(Items listed in a dataset)
━━━━━━
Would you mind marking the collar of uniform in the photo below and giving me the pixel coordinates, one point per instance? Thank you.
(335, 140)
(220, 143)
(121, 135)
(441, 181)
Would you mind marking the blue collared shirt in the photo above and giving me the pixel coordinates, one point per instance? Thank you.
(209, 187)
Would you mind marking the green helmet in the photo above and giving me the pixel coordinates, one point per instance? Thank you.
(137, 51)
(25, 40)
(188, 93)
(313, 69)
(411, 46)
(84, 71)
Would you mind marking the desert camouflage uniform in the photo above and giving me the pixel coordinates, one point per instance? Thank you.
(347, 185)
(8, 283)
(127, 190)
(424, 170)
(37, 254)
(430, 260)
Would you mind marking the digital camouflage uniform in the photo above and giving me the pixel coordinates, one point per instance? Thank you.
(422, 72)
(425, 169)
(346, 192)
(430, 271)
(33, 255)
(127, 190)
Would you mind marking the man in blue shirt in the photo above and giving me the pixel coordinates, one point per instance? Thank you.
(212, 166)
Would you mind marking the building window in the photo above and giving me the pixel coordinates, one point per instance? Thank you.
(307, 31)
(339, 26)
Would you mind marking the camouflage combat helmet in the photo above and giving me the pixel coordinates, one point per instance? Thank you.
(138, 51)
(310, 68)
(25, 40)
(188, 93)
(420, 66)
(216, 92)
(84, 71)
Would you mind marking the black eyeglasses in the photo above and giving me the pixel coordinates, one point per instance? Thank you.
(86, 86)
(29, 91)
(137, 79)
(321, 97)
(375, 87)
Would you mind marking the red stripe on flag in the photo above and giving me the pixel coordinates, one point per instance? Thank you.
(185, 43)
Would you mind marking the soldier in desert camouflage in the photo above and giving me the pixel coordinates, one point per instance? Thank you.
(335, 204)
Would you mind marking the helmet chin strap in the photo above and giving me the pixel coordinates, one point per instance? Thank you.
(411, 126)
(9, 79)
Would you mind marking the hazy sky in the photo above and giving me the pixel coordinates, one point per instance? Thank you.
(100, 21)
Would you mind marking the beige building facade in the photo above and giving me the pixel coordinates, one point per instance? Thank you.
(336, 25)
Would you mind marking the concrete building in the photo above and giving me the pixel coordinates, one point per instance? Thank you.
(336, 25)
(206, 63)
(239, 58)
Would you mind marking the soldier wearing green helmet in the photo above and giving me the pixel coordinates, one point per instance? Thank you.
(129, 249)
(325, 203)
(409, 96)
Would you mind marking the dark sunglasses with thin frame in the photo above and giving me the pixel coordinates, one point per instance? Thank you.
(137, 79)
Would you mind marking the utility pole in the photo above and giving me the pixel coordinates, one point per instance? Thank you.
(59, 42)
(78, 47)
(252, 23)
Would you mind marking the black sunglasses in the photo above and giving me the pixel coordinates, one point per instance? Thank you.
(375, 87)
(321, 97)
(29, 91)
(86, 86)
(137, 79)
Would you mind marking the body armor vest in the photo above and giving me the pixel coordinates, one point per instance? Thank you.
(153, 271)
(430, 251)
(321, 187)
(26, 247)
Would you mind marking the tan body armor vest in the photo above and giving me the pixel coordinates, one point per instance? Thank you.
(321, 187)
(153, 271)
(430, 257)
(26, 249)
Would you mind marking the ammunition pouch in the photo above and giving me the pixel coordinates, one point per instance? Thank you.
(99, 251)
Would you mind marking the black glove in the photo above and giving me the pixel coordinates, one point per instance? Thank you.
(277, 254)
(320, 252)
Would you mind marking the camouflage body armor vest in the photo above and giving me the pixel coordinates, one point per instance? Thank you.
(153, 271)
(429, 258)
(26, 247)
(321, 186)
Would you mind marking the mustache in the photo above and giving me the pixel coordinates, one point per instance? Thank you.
━━━━━━
- Instruction:
Reproduce verbatim the stretch of the listing from the line containing "Would you mind marking the black sunglasses" through the final line of the listing, inclusive of both ends.

- Exercise output:
Would you mind marking the black sunglasses in the photo above and giving me the pixel coordinates, one point per instance? Thank you.
(375, 87)
(321, 97)
(29, 91)
(86, 86)
(137, 79)
Would you mind marking the body armor vest in the photo above and giving me the pixel coordinates, one point per instance? Thank you.
(153, 271)
(430, 251)
(321, 187)
(26, 247)
Would you mind marking the tan body armor vest in the photo above and giving me the pixel coordinates, one point per instance? Thank you.
(321, 187)
(153, 271)
(430, 257)
(26, 249)
Would you mind marking the ammunition pouch in the photo above and giving me the pixel coordinates, one point per instance? Thank you.
(99, 251)
Would you mind marking the black glove in the photo above and giving me the pixel coordinates, one point per instance? Thank you.
(277, 254)
(320, 252)
Would you mind marking the camouflage body armor vest in the photo above and giving me the pixel coordinates, one point per instance? Thank you.
(153, 271)
(429, 258)
(26, 247)
(321, 186)
Would you mind marking the mustache in the photo above and giving me the pixel coordinates, one point per instance? Thank you.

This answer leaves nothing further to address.